◆ REQUEST 1
In the forum thread about the double drop tine buck, please repeat the part that opens with the words containing "Very nicely done" and closes with "put in. CONGRADULATIONS!!!!!", swapping "yearling" for "young deer".
◆ REQUEST 2
Render the records from the line containing "Task: tag the shadow" through the end of the records as a Markdown table with the columns Row and Line, omitting blank lines.

◆ SOURCE PASSAGE
▼
# Double Drop Tines



## Cool Hunter (Dec 8, 2004)

Been a long season but the waiting finally paid off. I'm sure a little luck was involved too. Buck was harvested on 12/26/2011 in Pike County Ohio. We have several trail cam pictures of the deer. A buddy and myself hunted the deer hard during rut and gun seasons with no success. The first time the buck was seen in person was on 12/26. He came in to some food right behind a large group of does. I had to be careful raising and drawing my bow due to the number of deer. The shot was a little higher and further back than I like but I still managed to double lung him. 100 grain Montec did its job with him only going 150 yards and laying down. I waited 5 hours to look for him. Had my doubts due to the poor blood trail but found him pretty quickly. All I can say is, don't give up. Use food this time of year to your advantage. He totally disappeared during rut but starting popping back up on the food we put out.


----------



## Bulldawg (Dec 3, 2007)

Great buck and great story . Thats awesome you were able to stick with it and harvest that great of a deer after the orange army hit the woods . Congrats ! Let us know what he scores !! Kinda curious myself with the double drops . Think he'll go 180-190 ?


----------



## Mushijobah (May 4, 2004)

Awesome!!!!!!!! huge...


----------



## fish4wall (Apr 14, 2004)

congrats!! GREAT LOOKIN DEER!!!


----------



## mpd5094 (Jun 20, 2005)

Wow! That thing is awesome. Definitely unique.


----------



## Eric E (May 30, 2005)

That is a stud!!


----------



## floater99 (May 21, 2010)

Great Buck,good job.


----------



## leupy (Feb 12, 2007)

Very nicely done glad to see hunters that still wait for the buck they want. I am no longer a trophy hunter (wasn't very good when I was) but I will not ever take a yearling, not that it bothers me when people do. This will be a trophy you will always cheerish due to the hard and relentless work you put in. CONGRADULATIONS!!!!!


----------



## sherman51 (Apr 12, 2011)

you are one cool hunter,LOL. i would have got the buck akers so bad i would have had to clean my pants after shooting a deer like that,LOL.

CONGRATS!!!!!!!!!
SHERMAN


----------



## Scum_Frog (Apr 3, 2009)

AMAZING! Its what you sit for hours in the woods for. Great job brother.


----------



## catfishing22 (Mar 7, 2009)

That's what ya call a sick nasty buck congrats


Outdoor Hub mobile, the outdoor information engine


----------



## dmgonfishin55 (Jan 8, 2009)

Absolute giant! Ive never even seen a deer that big let alone got within bow range, congratulations on a great buck!


----------



## Wildlife (Dec 12, 2010)
▲
◆ PROVIDED DATA
▼
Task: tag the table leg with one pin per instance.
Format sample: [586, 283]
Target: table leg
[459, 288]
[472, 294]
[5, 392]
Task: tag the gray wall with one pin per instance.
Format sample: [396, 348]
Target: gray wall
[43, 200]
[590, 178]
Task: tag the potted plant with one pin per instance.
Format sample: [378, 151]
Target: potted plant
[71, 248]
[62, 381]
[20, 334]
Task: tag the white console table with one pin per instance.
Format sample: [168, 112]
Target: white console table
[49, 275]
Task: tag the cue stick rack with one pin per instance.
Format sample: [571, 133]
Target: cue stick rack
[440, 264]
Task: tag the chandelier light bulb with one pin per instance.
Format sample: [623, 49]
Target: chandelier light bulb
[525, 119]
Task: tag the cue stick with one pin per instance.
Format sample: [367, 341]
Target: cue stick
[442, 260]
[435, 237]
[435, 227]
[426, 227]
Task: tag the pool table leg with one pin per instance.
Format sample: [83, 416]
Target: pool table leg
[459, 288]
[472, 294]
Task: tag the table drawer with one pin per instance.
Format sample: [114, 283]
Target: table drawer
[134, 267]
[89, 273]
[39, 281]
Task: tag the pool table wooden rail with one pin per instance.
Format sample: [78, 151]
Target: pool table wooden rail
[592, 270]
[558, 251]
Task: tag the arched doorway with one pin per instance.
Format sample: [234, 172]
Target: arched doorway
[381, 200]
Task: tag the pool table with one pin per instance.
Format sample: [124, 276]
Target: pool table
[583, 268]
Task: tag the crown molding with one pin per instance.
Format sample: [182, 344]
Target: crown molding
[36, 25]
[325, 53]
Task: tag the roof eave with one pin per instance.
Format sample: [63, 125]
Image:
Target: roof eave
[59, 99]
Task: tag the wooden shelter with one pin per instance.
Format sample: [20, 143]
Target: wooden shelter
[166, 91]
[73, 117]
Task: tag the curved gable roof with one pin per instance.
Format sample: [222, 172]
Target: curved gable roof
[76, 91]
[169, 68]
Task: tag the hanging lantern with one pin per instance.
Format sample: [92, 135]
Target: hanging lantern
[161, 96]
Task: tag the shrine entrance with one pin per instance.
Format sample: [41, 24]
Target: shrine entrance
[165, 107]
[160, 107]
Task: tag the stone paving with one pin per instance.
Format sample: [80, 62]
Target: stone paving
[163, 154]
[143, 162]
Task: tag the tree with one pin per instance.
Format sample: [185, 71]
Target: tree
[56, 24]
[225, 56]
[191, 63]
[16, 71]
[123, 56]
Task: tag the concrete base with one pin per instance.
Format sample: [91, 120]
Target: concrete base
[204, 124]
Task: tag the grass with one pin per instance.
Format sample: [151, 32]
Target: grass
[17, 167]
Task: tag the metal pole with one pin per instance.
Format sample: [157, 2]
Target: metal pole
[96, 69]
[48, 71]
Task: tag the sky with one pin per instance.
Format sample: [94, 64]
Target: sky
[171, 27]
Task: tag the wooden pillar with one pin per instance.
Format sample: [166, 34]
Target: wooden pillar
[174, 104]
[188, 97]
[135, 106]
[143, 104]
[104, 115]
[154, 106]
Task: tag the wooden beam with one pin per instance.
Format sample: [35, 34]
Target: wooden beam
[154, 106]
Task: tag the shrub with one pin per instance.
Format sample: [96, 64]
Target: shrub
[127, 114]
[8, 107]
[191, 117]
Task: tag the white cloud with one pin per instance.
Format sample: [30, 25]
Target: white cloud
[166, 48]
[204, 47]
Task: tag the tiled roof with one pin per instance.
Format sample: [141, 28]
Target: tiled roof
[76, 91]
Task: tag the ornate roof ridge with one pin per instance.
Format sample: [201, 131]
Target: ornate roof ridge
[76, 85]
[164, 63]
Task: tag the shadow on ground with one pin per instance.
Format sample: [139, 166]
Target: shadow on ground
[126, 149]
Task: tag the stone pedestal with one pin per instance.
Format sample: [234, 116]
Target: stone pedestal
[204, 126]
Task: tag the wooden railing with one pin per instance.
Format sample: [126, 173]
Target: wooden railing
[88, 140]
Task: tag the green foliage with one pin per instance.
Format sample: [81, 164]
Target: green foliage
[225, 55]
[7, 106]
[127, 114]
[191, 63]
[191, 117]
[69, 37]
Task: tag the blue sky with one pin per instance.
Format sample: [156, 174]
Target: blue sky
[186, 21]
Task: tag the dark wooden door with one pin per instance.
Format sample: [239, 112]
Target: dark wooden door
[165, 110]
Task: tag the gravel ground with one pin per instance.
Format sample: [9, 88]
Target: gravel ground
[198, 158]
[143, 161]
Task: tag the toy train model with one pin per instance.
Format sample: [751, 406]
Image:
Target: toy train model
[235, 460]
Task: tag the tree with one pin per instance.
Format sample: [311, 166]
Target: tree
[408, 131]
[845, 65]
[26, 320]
▲
◆ CORRECT ANSWER 1
Very nicely done glad to see hunters that still wait for the buck they want. I am no longer a trophy hunter (wasn't very good when I was) but I will not ever take a young deer, not that it bothers me when people do. This will be a trophy you will always cheerish due to the hard and relentless work you put in. CONGRADULATIONS!!!!!

◆ CORRECT ANSWER 2
| Row | Line |
|---|---|
| 1 | Task: tag the shadow on ground with one pin per instance. |
| 2 | Format sample: [139, 166] |
| 3 | Target: shadow on ground |
| 4 | [126, 149] |
| 5 | Task: tag the stone pedestal with one pin per instance. |
| 6 | Format sample: [234, 116] |
| 7 | Target: stone pedestal |
| 8 | [204, 126] |
| 9 | Task: tag the wooden railing with one pin per instance. |
| 10 | Format sample: [126, 173] |
| 11 | Target: wooden railing |
| 12 | [88, 140] |
| 13 | Task: tag the green foliage with one pin per instance. |
| 14 | Format sample: [81, 164] |
| 15 | Target: green foliage |
| 16 | [225, 55] |
| 17 | [7, 106] |
| 18 | [127, 114] |
| 19 | [191, 63] |
| 20 | [191, 117] |
| 21 | [69, 37] |
| 22 | Task: tag the blue sky with one pin per instance. |
| 23 | Format sample: [156, 174] |
| 24 | Target: blue sky |
| 25 | [186, 21] |
| 26 | Task: tag the dark wooden door with one pin per instance. |
| 27 | Format sample: [239, 112] |
| 28 | Target: dark wooden door |
| 29 | [165, 110] |
| 30 | Task: tag the gravel ground with one pin per instance. |
| 31 | Format sample: [9, 88] |
| 32 | Target: gravel ground |
| 33 | [198, 158] |
| 34 | [143, 161] |
| 35 | Task: tag the toy train model with one pin per instance. |
| 36 | Format sample: [751, 406] |
| 37 | Image: |
| 38 | Target: toy train model |
| 39 | [235, 460] |
| 40 | Task: tag the tree with one pin per instance. |
| 41 | Format sample: [311, 166] |
| 42 | Target: tree |
| 43 | [408, 131] |
| 44 | [845, 65] |
| 45 | [26, 320] |